Aaliya, as her name implies, is indeed "above it all;" she views her role in life as that of a casual spectator of events, both large and small. She is a resourceful and capable woman, able to stand up to bullying men in her life (from rioting looters to soldiers to her spiteful half-brothers), behavior which is contrary to her meek self-image. She is a fascinating study in contrasts - how she views herself and how she actually behaves and comports herself completely dissimilar.

Largely unsuccessful with human relationships, Aaliya acknowledges her difficulty in relating to others and is at peace with it. She retreats into the world of literature, meticulously translating great works into Arabic for her own pleasure and distraction. Translation is where she finds joy, industry, purpose, and identity. It gets her through war, personal loss, and loneliness. Her translation projects enable her to rise above the devastation that often surrounds her and provides an alternate focus - something upon which to concentrate to drown out the chaos of life in Beirut. "Sneaking off into literature to escape life" keeps her sane and functioning for fifty years.

Aaliya works through her feelings of uselessness and loneliness. She drops to the depths of depression and is buoyed with confidence and hope. She realizes that no matter how old one becomes, you can always be shattered by a single utterance from your own mother. At times she reflects on her unusual circumstances – no husband, no children, no occupation - and suffers moments of crushing, debilitating disappointment and defeat. In the end, circumstances force her to view her life from another perspective, and she experiences a revelation that is as uplifting for the reader as it must be for her.

########

**EXERCISE OBJECTIVE**
Quote the passage about Aaliya word for word, starting at "Aaliya, as her" and ending at "herself completely dissimilar.".

**GIVEN DATA**
########

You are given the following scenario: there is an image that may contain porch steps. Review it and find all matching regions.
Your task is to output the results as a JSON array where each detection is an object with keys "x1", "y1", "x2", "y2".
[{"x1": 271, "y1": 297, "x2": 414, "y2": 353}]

########

**SOLUTION FOR THIS TASK**
Aaliya, as her name implies, is indeed "above it all;" she views her role in life as that of a casual spectator of events, both large and small. She is a resourceful and capable woman, able to stand up to bullying men in her life (from rioting looters to soldiers to her spiteful half-brothers), behavior which is contrary to her meek self-image. She is a fascinating study in contrasts - how she views herself and how she actually behaves and comports herself completely dissimilar.